▸ **Data supplied**

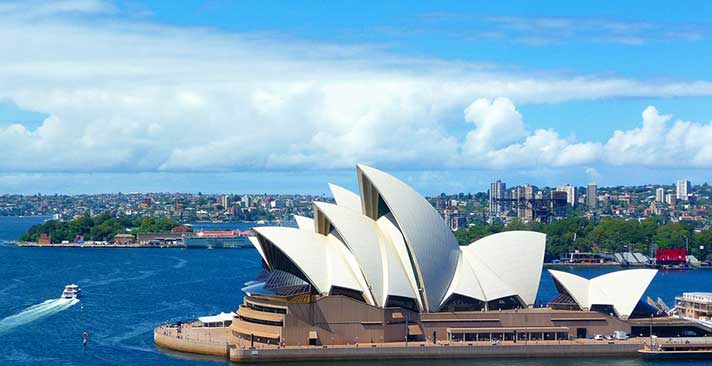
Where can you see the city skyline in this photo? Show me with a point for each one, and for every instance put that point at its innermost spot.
(101, 96)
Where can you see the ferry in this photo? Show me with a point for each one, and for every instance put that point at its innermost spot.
(218, 239)
(71, 292)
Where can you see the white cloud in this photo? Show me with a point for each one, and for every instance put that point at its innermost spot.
(497, 122)
(133, 96)
(657, 144)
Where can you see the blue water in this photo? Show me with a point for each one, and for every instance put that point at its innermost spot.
(11, 228)
(129, 291)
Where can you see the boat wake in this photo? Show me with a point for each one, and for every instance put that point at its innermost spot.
(35, 312)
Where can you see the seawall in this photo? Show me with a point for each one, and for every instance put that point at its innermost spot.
(627, 349)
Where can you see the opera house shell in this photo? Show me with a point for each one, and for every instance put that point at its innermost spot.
(382, 265)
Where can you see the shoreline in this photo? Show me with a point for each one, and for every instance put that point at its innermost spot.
(91, 245)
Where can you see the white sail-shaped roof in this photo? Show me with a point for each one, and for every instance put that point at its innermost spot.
(622, 289)
(362, 237)
(345, 198)
(514, 257)
(432, 246)
(304, 223)
(256, 243)
(319, 257)
(400, 280)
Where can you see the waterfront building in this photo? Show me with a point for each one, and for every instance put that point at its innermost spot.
(660, 195)
(383, 266)
(124, 239)
(695, 305)
(498, 191)
(616, 293)
(592, 196)
(683, 189)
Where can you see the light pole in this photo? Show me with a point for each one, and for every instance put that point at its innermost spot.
(651, 332)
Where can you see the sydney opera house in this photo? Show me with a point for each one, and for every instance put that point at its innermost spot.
(382, 266)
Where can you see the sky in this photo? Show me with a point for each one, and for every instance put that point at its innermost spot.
(283, 97)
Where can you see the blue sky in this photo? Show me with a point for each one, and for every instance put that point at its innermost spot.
(241, 96)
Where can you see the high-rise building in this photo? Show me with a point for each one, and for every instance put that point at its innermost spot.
(498, 190)
(683, 189)
(660, 195)
(670, 199)
(523, 197)
(570, 194)
(559, 201)
(592, 195)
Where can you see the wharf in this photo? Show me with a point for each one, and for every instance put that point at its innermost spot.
(679, 348)
(213, 342)
(423, 350)
(94, 245)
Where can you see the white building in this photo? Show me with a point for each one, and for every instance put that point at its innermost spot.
(570, 194)
(498, 191)
(592, 195)
(389, 246)
(660, 195)
(683, 189)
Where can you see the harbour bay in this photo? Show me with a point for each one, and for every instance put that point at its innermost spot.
(128, 292)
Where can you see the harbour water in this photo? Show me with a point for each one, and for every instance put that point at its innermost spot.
(126, 292)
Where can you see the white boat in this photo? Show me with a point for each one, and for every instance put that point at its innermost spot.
(71, 292)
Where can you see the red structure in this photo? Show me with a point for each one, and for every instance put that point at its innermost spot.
(671, 256)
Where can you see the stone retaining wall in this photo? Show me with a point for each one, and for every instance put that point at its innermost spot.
(433, 352)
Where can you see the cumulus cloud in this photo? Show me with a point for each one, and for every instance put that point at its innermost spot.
(123, 95)
(657, 143)
(497, 122)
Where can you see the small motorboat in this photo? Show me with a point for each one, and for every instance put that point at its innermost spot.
(71, 292)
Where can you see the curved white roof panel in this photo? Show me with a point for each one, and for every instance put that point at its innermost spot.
(361, 235)
(465, 283)
(319, 257)
(621, 289)
(345, 198)
(514, 257)
(431, 244)
(400, 279)
(343, 268)
(256, 243)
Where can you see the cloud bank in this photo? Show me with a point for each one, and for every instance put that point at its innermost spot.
(124, 95)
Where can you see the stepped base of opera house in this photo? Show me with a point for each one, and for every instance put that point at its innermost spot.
(340, 328)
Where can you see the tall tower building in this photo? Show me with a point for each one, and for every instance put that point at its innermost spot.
(523, 197)
(660, 195)
(683, 189)
(498, 191)
(592, 195)
(246, 201)
(570, 194)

▸ **What you will do**
Shift every answer coordinate in the rows by adding 111 to each number, and write out again every row from the one containing "Where can you see the harbour bay" through the last row, requests included.

▸ **Solution**
Where can you see the harbour bay in this photo? Show me with a point for each one, and for every instance put that point at its innermost spot.
(239, 403)
Where can you see the harbour water in this photo? Show me with a point for each one, and for every instance put that point at its innermost spot.
(237, 403)
Where can you see the white boat in this photo? Show me with a point for each one, and for every instance put that point at its innermost spot.
(182, 403)
Where can you see the red structure in this photo? Show me with a point for each one, and for every instance put that point at its innermost spot.
(782, 367)
Where can you see the stone retaining wall in this photo? Show me with a point for each one, and for every instance put that point at its innermost spot.
(544, 463)
Where can you see the cumulus cloud in this photo? Show me with a point for each one, and for every instance put that point at its innermost spot.
(234, 206)
(768, 254)
(608, 233)
Where can you see the small motorboat in this photo? Show me with a point for each one, and for every instance put that point at its innermost spot.
(182, 403)
Where can you see the curved white roof panel in this photo? Show me with a point for each one, and for every instance put that point at its innermost spot.
(472, 346)
(576, 394)
(430, 368)
(732, 400)
(456, 309)
(625, 368)
(542, 355)
(511, 390)
(454, 379)
(367, 354)
Where can you see the cloud bank in this photo? Show me with a point for each one, and for every instance put that point at its innermost spot.
(235, 206)
Where can you see the stepped base of opera house in this photo? Show me with a point for each one, and for every instance put that point at its innermost spot.
(451, 439)
Where can you see the tall tower building in this photo? Show me with a point for each one, and for every instance put that point at its innermost spot.
(634, 308)
(771, 306)
(794, 300)
(609, 302)
(703, 306)
(357, 312)
(681, 305)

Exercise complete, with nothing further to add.